◆ DOCUMENT
——

Following its $10 million acquisition of Flyway, Redgate Software has secured the future of the popular Open Source database migration tool by taking a new approach to software development.

CAMBRIDGE, England – December 15, 2020 – Redgate Software’s multimillion-dollar acquisition of Flyway in 2019 was an ambitious move to help organizations include any database in DevOps by using the tool to standardize migrations across more than 20 different databases and platforms. The investment encouraged Redgate to fully embrace the Open Source software approach, and the company today confirmed it is doubling the size of the development team behind Flyway and recommitted to maintaining a free Community version under the Apache v2 license.

Like many software companies, Redgate has a portfolio of proprietary database development tools and solutions, and Flyway was the company’s first foray into the Open Source arena. This presented a challenge in the way the tool was managed and developed.

——

◆ DATA BLOCK
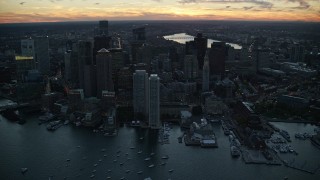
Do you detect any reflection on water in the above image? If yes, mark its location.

——

◆ EXERCISE REQUIREMENTS
A. Please extract the part of the Flyway announcement from "Following its $10" up to and including "to software development.".
B. List, in order of appearance, every number written with digits in the Flyway announcement, leaving out any letters or symbols attached to it.
The data following the Flyway announcement is separate material.

◆ EXPECTED OUTPUTS
A.
Following its $10 million acquisition of Flyway, Redgate Software has secured the future of the popular Open Source database migration tool by taking a new approach to software development.

B. 10, 15, 2020, 2019, 20, 2